EXTRACT TO READ:
━━━━━━━━━━━━━━━━
RFR(XS): JDK-8129440 G1 crash during concurrent root region scan.

Thu Jul 9 08:29:51 UTC 2015

On 06.07.2015 at 15:03 Volker Simonis wrote:
> On Tue, Jun 23, 2015 at 8:45 AM, Siebenborn, Axel
> <axel.siebenborn at sap.com> wrote:
>>
>>
>> Hi Volker,
>>
>> thanks for your comment.Indeed, this was my first idea for a fix. However,
>> there are more than 50 callers of  load_heap_oop, plus some generated by
>> preprocessor defines like this one:
>>
>> #define DO_OOP_WORK_IMPL(closureName) \
>>   template <class T> inline void closureName##Closure::do_oop_work(T* p) {
>> \
>>     T heap_oop = oopDesc::load_heap_oop(p);               \
>>     if (!oopDesc::is_null(heap_oop)) {                    \
>>       oop obj = oopDesc::decode_heap_oop_not_null(heap_oop);       \
>>       do_oop(obj);                                        \
>>     }                                                     \
>>   }
>>
>> We would have to decide for each of the callers, if there might be a
>> concurrency problem or not.
>>
>> Do you think, it is worth the effort and the risk of missing one?
>>
>
> OK, you're probably right.
>
> If you haven’t seen any performance regressions caused by this fix I'm
> fine with your solution.
>
> Unfortunately I can not push this shared-code change so can we please
> get a sponsor from within Oracle for this change?
>
> Thanks,
> Volker

We did not see any performance regressions.
On Itanium compilers add release and acquire semantics to stores and loads of volatile variables. The additional memory barriers really could have a performance impact. But even on Itanium we don’t see any performance regression in our benchmarks.
On other platforms, optimizations prevented by the volatile qualifier are optimizations that we really don't want.    

Thanks,
Axel

>>
>> Regards,
>>
>> Axel
>>
>> On 22.06.2015 at 18:17 Volker Simonis wrote:
>>> Hi Axel,
>>>
>>> the change looks good, but shouldn't we better provide two versions of
>>> load_heap_oop()
>>>
>>> inline oop       oopDesc::load_heap_oop(oop* p)
>>> inline oop       oopDesc::load_heap_oop(volatile oop* p)
>>>
>>> such that the callers can decide on their own which versions they require?
━━━━━━━━━━━━━━━━
DATA SHOWN:
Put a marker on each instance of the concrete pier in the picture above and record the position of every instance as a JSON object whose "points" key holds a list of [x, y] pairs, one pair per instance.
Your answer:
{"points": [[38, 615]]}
━━━━━━━━━━━━━━━━
WHAT YOU NEED TO DO:
a - According to the G1 crash thread, what do compilers on Itanium add to stores and loads of volatile variables?
b - Write what follows in the G1 crash thread, starting after its final line.
The listing has nothing to do with the G1 crash thread.

TASK ANSWERS:
a - Release and acquire semantics.

b -
>>>
>>> Or do the callers of load_heap_oop() not always know if there exist
>>> concurrent mutator threads?
>>>
>>> Regards,
>>> Volker
>>>
>>>
>>> On Mon, Jun 22, 2015 at 5:33 PM, Siebenborn, Axel
>>> <axel.siebenborn at sap.com> wrote:
>>>> Hi,
>>>> we have seen crashes with G1 during concurrent root region scan.
>>>> It turned out, that the reason for the crashes was reloading an oop after
>>>> a null check.
>>>> The compiler may legally do this, as the pointer is not declared as
>>>> volatile.
>>>> The code runs concurrently to mutator threads.
>>>>
>>>> template <class T>
>>>> inline void G1RootRegionScanClosure::do_oop_nv(T* p) {
>>>>   T heap_oop = oopDesc::load_heap_oop(p);
>>>> // 1. Load oop
>>>>   if (!oopDesc::is_null(heap_oop)) {
>>>>     oop obj = oopDesc::decode_heap_oop_not_null(heap_oop);    // 2.
>>>> Compiler decides to re-load the oop
>>>>     HeapRegion* hr = _g1h->heap_region_containing((HeapWord*) obj);
>>>>     _cm->grayRoot(obj, obj->size(), _worker_id, hr);
>>>>   }
>>>> }
>>>>
>>>>
>>>> We have seen the problem on AIX with the xlC compiler. However, we have
>>>> seen similar optimizations on other platforms and other platforms.
>>>>
>>>> As this code pattern is used quite often, I would suggest a global fix in
>>>> oopDesc::load_heap_oop(p).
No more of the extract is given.